- [YOUR GOAL]
Leave out the pictures and copy every record exactly.

(Recorded data)
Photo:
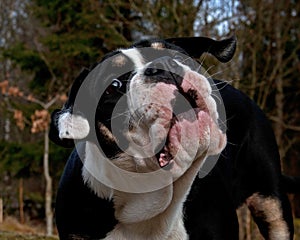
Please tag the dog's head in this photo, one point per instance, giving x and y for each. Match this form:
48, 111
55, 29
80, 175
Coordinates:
148, 101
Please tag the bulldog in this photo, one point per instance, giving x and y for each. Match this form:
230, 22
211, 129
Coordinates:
153, 158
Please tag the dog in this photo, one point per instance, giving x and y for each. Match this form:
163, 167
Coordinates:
145, 121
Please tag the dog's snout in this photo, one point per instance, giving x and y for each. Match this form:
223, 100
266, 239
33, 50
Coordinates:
161, 65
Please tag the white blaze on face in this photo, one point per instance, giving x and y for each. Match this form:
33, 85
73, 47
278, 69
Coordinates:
71, 126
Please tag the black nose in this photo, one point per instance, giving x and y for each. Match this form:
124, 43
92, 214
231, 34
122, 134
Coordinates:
162, 65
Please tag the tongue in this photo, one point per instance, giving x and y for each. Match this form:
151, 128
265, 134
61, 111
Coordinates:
186, 131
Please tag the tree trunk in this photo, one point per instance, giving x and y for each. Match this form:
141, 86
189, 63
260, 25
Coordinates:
48, 190
21, 201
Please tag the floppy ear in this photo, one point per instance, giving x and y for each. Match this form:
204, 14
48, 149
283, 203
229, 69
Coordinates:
54, 133
223, 50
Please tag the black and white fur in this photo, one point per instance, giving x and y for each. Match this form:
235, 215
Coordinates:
248, 170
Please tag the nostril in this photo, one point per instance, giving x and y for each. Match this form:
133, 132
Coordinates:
172, 63
154, 69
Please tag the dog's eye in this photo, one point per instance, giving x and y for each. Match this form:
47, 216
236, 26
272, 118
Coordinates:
116, 83
179, 58
114, 86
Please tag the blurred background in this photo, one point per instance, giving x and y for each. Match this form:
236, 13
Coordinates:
44, 45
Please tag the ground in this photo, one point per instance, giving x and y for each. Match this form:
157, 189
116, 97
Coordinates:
11, 229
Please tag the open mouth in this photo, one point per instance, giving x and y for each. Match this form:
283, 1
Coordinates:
187, 119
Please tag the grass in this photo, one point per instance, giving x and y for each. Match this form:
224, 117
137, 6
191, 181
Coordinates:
11, 229
22, 236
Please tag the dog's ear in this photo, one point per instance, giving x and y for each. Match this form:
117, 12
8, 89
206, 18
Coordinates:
54, 133
223, 50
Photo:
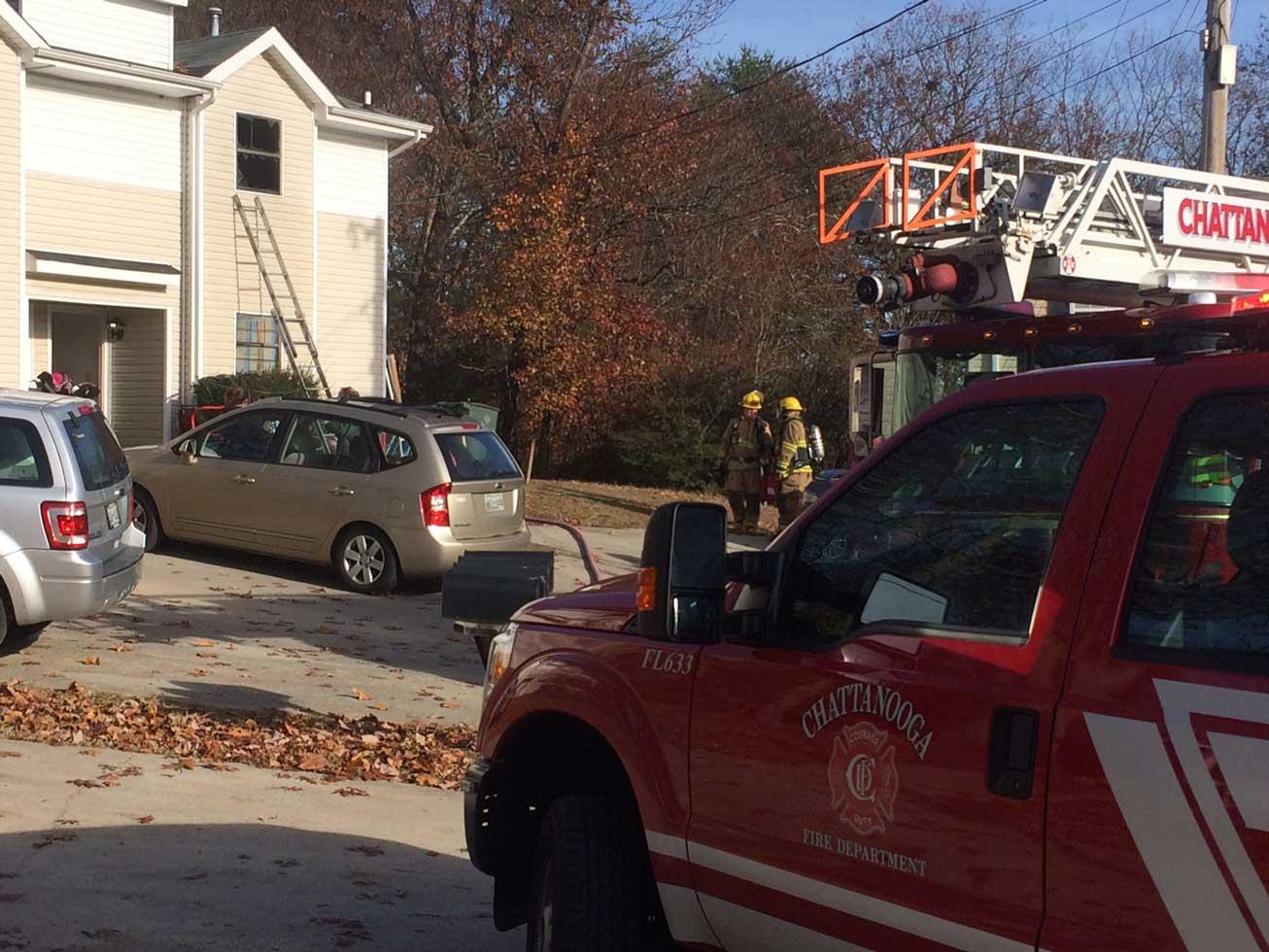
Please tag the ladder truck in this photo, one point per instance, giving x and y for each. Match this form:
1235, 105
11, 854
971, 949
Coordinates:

- [FULL OUTPUT]
Photo:
Please tag the dog's head in this photo, one point per instance, giving x and y for each. Match this form:
48, 111
55, 29
80, 175
Coordinates:
148, 101
Please tag the bulldog in this photo, one point per instance, giving x and y for each. Match this form:
230, 22
211, 129
Coordinates:
153, 158
Please tag the dog in this photo, one point per instance, giving x and y for each. Match this form:
163, 167
Coordinates:
145, 121
Please tag the dog's snout in this photo, one point per instance, giving x and y for each. Match this form:
223, 100
266, 239
33, 50
Coordinates:
161, 65
Please tag the white blaze on face in this photo, one point per instance, giving x and y for each. Match this form:
33, 85
73, 47
278, 69
Coordinates:
71, 126
Please tag the black nose in this photo, one point per instance, giving x and y for each. Match this form:
124, 43
92, 214
231, 34
122, 134
Coordinates:
162, 65
Please tag the tongue in this photo, one point per instance, giving x and y for each. Match this form:
151, 128
265, 134
61, 111
Coordinates:
186, 131
Please tag the tree trunk in this photo, one point per instance, giving x and y for each. Match this form:
141, 86
189, 63
260, 25
Coordinates:
48, 190
21, 201
Please tag the floppy ear in this photo, one point per instance, giving x and y for each. Match this form:
204, 14
48, 149
283, 203
229, 69
Coordinates:
54, 133
223, 50
Please tag the black and white fur in this photo, one point per instance, giving x and y for each. Match this form:
235, 215
Coordinates:
248, 170
Please tag the nostril in this photo, one point per instance, giving x and y for each. Match this form:
133, 132
Coordinates:
172, 63
154, 69
Please tag the dog's eye in this photo, one point per instance, giving x and y for each. Match this form:
47, 216
236, 26
272, 118
Coordinates:
116, 83
179, 58
114, 86
Please tag the blurred background in this photo, one point per instance, giving x and y for each. Match this form:
236, 13
Coordinates:
44, 45
Please tag the ground in this photo, one point per instance, giving x and y for each. Match this form:
157, 189
116, 97
Coordinates:
11, 229
Please tag the open mouth in this photo, one point per instance, giving x and y for each. Match this form:
283, 1
Coordinates:
187, 119
Please tag the grass in this photo, one point per instance, giving x and y for each. Match this form:
224, 117
137, 6
191, 181
Coordinates:
11, 229
22, 236
Please tag the dog's ear in this photo, one point per instance, giving x and y for each. Match this form:
117, 12
8, 89
206, 18
Coordinates:
54, 133
223, 50
Photo:
Please tag the ladder truck in this photo, one point per instance, giving x and y for each. Match this form:
1235, 105
11, 854
971, 949
Coordinates:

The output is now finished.